== PROBLEMS TO SOLVE ==
1: Answer these from the passage on Antiphon's prose, one line each:
(a) In what kind of dialect did Herodotus write?
(b) What had Gorgias used too copiously?
(c) Why can no development be traced in Antiphon's style?
2: Quote the passage on Antiphon's prose word for word, starting with "At the time" and going on through "of any art.".
3: Extend the passage on Antiphon's prose style, picking up after its last sentence.

== TEXT PROVIDED ==

____

At the time when Antiphon composed his speeches, Attic prose had not settled down into any fixed forms. The first of the orators was therefore an explorer in language; he was not hampered by traditions, and this freedom was an advantage; but on the other hand, the insufficiency of models threw him back entirely on his own resources.

Of his predecessors in prose-writing, the early historians were of no account as stylists. Herodotus wrote in a foreign dialect and a discursive colloquial manner which was unsuited to the needs of oratory; Gorgias, indeed, used the Attic dialect, but had hindered the growth of prose by a too copious use of florid poetical expression. Antiphon, therefore, had little to guide him, and we should expect to find in his work the imperfections which are natural in the experimental stage of any art.

So few of his works remain that we cannot trace any development in his style; it is only possible to guess at certain influences which may have helped to form it.

____

== RECORD EXTRACTS ==
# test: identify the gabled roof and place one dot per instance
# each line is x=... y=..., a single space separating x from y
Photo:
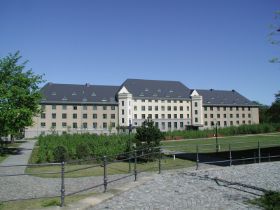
x=152 y=89
x=69 y=93
x=224 y=97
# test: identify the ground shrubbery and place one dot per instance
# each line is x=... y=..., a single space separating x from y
x=227 y=131
x=54 y=148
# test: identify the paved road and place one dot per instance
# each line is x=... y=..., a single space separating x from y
x=184 y=189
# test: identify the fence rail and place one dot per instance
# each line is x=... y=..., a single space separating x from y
x=132 y=158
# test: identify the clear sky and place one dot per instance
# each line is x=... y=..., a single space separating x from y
x=219 y=44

____

== IN RESPONSE ==
1:
(a) A foreign dialect.
(b) Florid poetical expression.
(c) Too few of his works remain.

2:
At the time when Antiphon composed his speeches, Attic prose had not settled down into any fixed forms. The first of the orators was therefore an explorer in language; he was not hampered by traditions, and this freedom was an advantage; but on the other hand, the insufficiency of models threw him back entirely on his own resources.

Of his predecessors in prose-writing, the early historians were of no account as stylists. Herodotus wrote in a foreign dialect and a discursive colloquial manner which was unsuited to the needs of oratory; Gorgias, indeed, used the Attic dialect, but had hindered the growth of prose by a too copious use of florid poetical expression. Antiphon, therefore, had little to guide him, and we should expect to find in his work the imperfections which are natural in the experimental stage of any art.

3:
He must have been familiar with the methods of the best speakers in the assembly and the law-courts of the Periclean age; without great experience of procedure in both he could not have hoped for any success as a speech-writer. He must have been versed in the theories of the great Sophists, such as Protagoras and, more particularly, Gorgias; and the model discourses which they and others composed for their pupils' instruction were, no doubt, accessible to him. The general influence of Sophistry is, however, to be traced more in the nature of his arguments than in his style.1

1 The Sophistical element is very prominent, especially in the tetralogies. Like Tisias he makes great use of arguments from probability.